--- start of Data rows ---
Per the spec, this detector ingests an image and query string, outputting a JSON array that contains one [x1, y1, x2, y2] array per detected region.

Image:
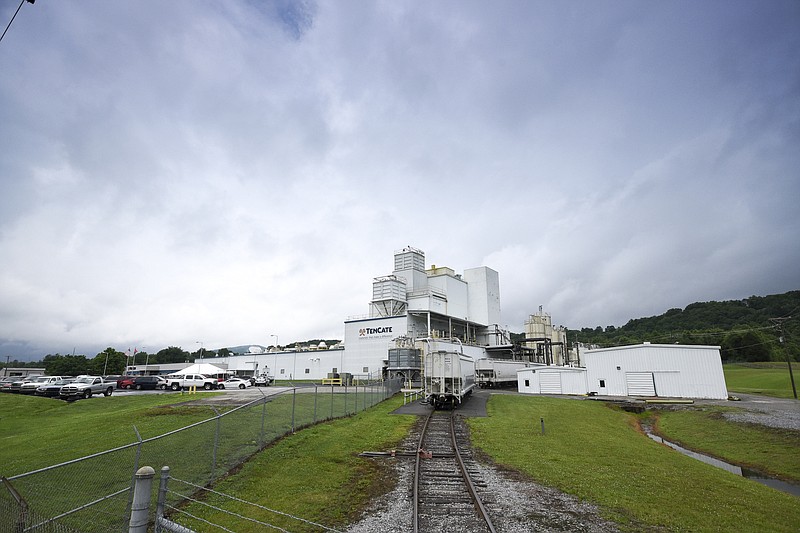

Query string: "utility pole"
[[769, 316, 797, 400]]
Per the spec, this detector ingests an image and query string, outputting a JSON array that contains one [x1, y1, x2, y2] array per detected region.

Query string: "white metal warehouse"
[[583, 343, 728, 400], [517, 343, 728, 400], [517, 365, 587, 394]]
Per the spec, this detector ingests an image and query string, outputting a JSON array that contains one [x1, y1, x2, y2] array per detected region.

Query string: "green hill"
[[567, 291, 800, 362]]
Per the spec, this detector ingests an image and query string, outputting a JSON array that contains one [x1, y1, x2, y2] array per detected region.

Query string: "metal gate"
[[539, 372, 561, 394], [625, 372, 656, 396]]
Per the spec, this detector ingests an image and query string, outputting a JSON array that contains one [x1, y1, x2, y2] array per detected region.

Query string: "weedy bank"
[[469, 395, 800, 532]]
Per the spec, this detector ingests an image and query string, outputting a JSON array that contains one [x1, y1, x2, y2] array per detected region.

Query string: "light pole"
[[270, 335, 280, 379]]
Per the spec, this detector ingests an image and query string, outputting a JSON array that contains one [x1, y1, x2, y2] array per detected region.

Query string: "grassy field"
[[469, 395, 800, 532], [0, 368, 800, 532], [176, 396, 416, 532], [722, 362, 800, 398], [0, 393, 222, 477], [655, 406, 800, 485]]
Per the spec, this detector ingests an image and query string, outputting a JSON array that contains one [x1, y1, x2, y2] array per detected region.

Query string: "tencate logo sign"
[[358, 326, 392, 337]]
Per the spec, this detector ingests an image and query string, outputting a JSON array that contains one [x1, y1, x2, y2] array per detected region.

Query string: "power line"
[[0, 0, 36, 45]]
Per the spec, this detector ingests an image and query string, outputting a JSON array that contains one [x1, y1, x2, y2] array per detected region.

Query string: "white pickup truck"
[[166, 374, 219, 390], [58, 376, 117, 400]]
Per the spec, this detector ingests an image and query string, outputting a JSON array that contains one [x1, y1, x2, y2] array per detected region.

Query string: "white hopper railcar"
[[475, 358, 531, 389], [424, 351, 475, 409]]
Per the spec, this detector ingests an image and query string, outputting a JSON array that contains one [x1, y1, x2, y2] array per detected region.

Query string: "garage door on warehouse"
[[625, 372, 656, 396], [539, 372, 561, 394]]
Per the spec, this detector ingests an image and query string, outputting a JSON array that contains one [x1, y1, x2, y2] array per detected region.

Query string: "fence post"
[[0, 476, 28, 532], [209, 405, 222, 481], [292, 387, 297, 433], [125, 426, 142, 514], [156, 466, 169, 533], [259, 389, 267, 446], [128, 466, 156, 533]]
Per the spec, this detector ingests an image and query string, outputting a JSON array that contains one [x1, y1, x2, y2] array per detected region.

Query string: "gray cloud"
[[0, 1, 800, 357]]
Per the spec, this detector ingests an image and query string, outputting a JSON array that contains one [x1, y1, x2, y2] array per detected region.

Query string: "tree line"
[[567, 291, 800, 362]]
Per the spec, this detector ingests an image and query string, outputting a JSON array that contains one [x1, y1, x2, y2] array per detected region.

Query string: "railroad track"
[[413, 411, 495, 533]]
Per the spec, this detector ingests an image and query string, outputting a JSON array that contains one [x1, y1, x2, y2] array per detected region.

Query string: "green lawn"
[[469, 395, 800, 533], [655, 405, 800, 485], [0, 386, 800, 532], [0, 393, 222, 477], [722, 362, 800, 398], [171, 395, 415, 532]]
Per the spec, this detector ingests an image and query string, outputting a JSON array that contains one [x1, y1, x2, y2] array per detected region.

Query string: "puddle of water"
[[646, 431, 800, 497]]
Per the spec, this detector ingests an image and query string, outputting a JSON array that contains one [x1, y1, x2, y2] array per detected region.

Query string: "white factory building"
[[517, 343, 728, 400], [210, 247, 510, 380]]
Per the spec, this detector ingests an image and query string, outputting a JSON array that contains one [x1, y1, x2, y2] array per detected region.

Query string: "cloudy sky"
[[0, 0, 800, 360]]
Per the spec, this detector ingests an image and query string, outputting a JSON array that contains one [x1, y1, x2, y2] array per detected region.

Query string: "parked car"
[[34, 378, 75, 398], [11, 376, 40, 392], [0, 378, 16, 392], [58, 376, 115, 400], [166, 374, 220, 390], [128, 376, 167, 390], [117, 376, 138, 389], [217, 378, 252, 389], [19, 376, 63, 394], [253, 374, 275, 387]]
--- end of Data rows ---
> **Your task**
Find every line in the material above that contains the word "green", matching case exactly, and copy each such line in full.

> **Answer to the task**
Query string: "green hill"
Query string: "green lawn"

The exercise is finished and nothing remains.